* EXCERPT TO READ:

* BEGIN *

Lindbergh Boulevard, named after the aviator, Charles Lindbergh, is a section of U.S. Routes 61 and 67 that extends through Missouri. Lindbergh Boulevard is home to Missouri's only traffic tunnel underneath a runway at Lambert–St. Louis International Airport.

History
Lindbergh Boulevard was initially a bypass of St. Louis, designated in about 1930 as Route 77 from Mehlville to the Chain of Rocks Bridge. The part north of Dunn Road, where Route 77 turned off to access the bridge, was initially Route M and later Route 140. Route 77 was later extended at the south end to the Jefferson Barracks Bridge, and US 61 and US 66 were realigned onto the bypass, leaving only this extension as Route 77. That portion became part of US 50 when it was moved onto the bridge, and US 67 eventually replaced Route 140. Prior to Lindbergh crossing the Atlantic ocean, it was named Denny Rd. after the great Denny family of St. Louis.

* END *

List each highway route designation mentioned in the Lindbergh Boulevard passage, naming each one only once.

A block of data
* BEGIN *

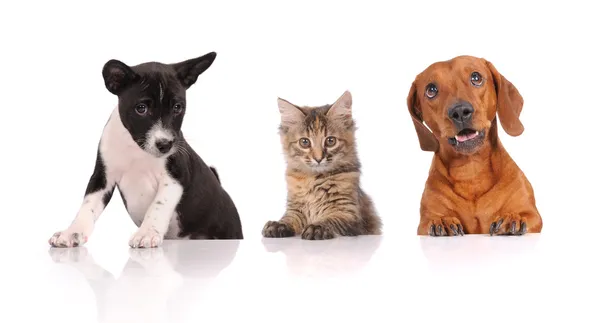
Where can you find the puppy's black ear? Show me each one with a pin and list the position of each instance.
(117, 76)
(188, 71)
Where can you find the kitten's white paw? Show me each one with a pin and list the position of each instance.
(146, 238)
(72, 237)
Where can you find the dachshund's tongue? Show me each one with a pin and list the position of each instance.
(465, 137)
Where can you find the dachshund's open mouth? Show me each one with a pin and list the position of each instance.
(467, 139)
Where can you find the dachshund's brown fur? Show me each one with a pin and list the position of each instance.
(481, 190)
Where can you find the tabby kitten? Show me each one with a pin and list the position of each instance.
(323, 171)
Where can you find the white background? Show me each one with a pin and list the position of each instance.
(54, 103)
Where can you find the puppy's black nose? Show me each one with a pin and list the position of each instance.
(461, 113)
(164, 145)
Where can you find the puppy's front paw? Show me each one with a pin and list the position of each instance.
(445, 226)
(72, 237)
(146, 238)
(317, 232)
(276, 229)
(510, 224)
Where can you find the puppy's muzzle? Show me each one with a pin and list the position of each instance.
(164, 145)
(461, 115)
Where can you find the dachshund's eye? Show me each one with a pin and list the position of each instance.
(476, 79)
(431, 90)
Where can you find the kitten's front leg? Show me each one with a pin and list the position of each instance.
(291, 223)
(158, 216)
(97, 195)
(336, 221)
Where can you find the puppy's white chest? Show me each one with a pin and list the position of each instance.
(137, 174)
(139, 187)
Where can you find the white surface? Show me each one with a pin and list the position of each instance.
(54, 106)
(373, 279)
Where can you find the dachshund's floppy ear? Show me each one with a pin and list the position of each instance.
(509, 103)
(427, 140)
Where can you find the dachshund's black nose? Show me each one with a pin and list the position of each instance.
(461, 114)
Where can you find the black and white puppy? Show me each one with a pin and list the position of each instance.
(167, 189)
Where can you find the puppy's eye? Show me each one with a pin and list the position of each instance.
(330, 141)
(304, 142)
(177, 108)
(476, 79)
(431, 90)
(141, 109)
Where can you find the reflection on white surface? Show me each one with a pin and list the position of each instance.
(324, 259)
(369, 278)
(155, 283)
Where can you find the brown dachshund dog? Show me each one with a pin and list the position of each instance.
(474, 187)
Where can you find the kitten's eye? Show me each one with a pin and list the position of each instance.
(141, 109)
(431, 90)
(330, 141)
(304, 142)
(177, 108)
(476, 79)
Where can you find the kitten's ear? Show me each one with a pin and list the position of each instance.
(290, 114)
(342, 108)
(117, 76)
(188, 71)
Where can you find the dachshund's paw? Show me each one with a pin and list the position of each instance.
(445, 226)
(317, 232)
(276, 229)
(511, 224)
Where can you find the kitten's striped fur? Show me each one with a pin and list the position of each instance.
(325, 199)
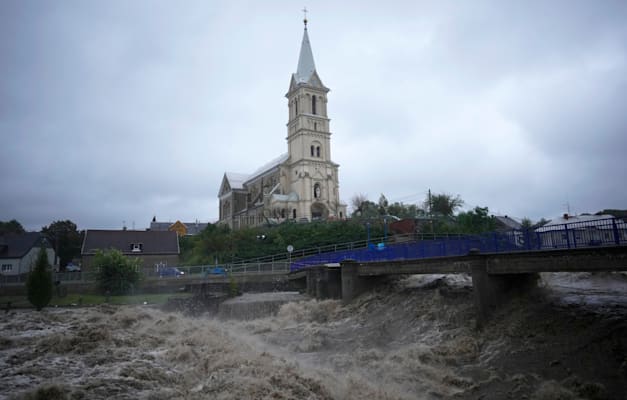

* END *

* RESPONSE TO THIS EXERCISE: US 61, US 67, Route 77, Route M, Route 140, US 66, US 50